### Task directions
Repeat word for word the passage of the article on light-based wireless data links that runs from "That mismatch between" up to and including "a 6.6-foot link.".

[start of Document]

Ever had your video call freeze right as you try to unmute? Researchers have demonstrated a chip-scale optical wireless transmitter that pushed data to 362.7 gigabits per second over a 6.6-foot free-space link, using light instead of radio.

The work was reported in the journal Advanced Photonics Nexus on March 11, 2026, and summarized in a March 30, 2026, news release from SPIE.

This is not a signal that home routers are about to vanish. But it is a strong hint that indoor connectivity may soon get a “pressure valve,” a light-based layer that can offload the hottest traffic in the places where radio waves get crowded.

If it pans out, the payoff could show up in everyday moments, fewer dropped calls, smoother streaming, and a little less power draw behind the scenes.

Why Wi‑Fi is struggling indoors

Why does Wi‑Fi slow down the second a meeting room fills up? Radio-based systems have to share limited spectrum, and dense indoor spaces can mean more interference and more energy use as devices pile on. SPIE points to rising demand from streaming, video calls, virtual reality, and smart devices as a key driver of today’s “wireless congestion.”

New standards help, but they do not change the basic tradeoff that one radio channel is shared. Wi‑Fi 6, for example, has a theoretical maximum of 9.6 gigabits per second across multiple channels, yet real-world speeds are typically much lower and spread across many users.

That mismatch between specs and lived experience is why researchers keep hunting for new options.

A 25‑laser transmitter built for parallel data

The new system leans on a custom 5-by-5 array of vertical-cavity surface-emitting lasers, or VCSELs, tiny semiconductor lasers that emit infrared light and are already common in data centers and sensing. In testing, 21 of the 25 lasers were operational, each carrying about 13 to 19 gigabits per second, for an aggregate 362.7 gigabits per second across a 6.6-foot link.

The laser array sits on a chip under 0.04 inches across, making it plausible for compact access points and, eventually, integration into some devices.

Instead of pushing one beam to its limit, the team pushed many beams in parallel using a modulation method that divides data into closely spaced frequency channels. They also noted the experiment was constrained by the bandwidth of a commercial photodetector, which suggests higher rates could be possible with faster receivers.

[end of Document]
[start of Provided data]

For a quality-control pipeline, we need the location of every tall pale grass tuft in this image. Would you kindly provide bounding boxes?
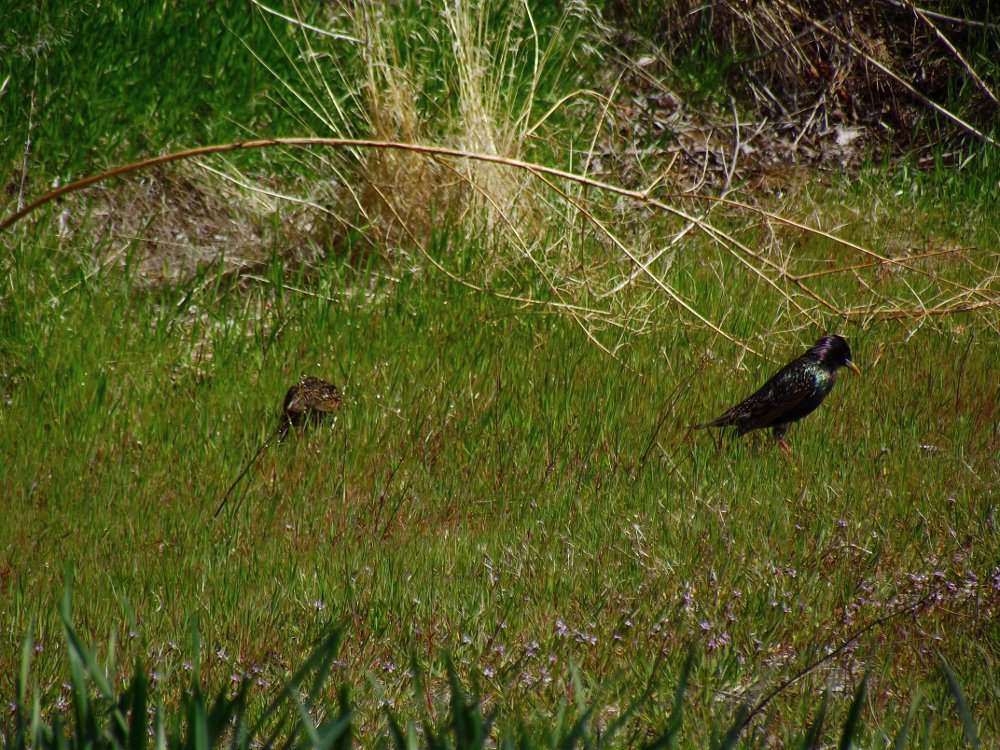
[292,0,573,251]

[end of Provided data]

### Written reply
That mismatch between specs and lived experience is why researchers keep hunting for new options.

A 25‑laser transmitter built for parallel data

The new system leans on a custom 5-by-5 array of vertical-cavity surface-emitting lasers, or VCSELs, tiny semiconductor lasers that emit infrared light and are already common in data centers and sensing. In testing, 21 of the 25 lasers were operational, each carrying about 13 to 19 gigabits per second, for an aggregate 362.7 gigabits per second across a 6.6-foot link.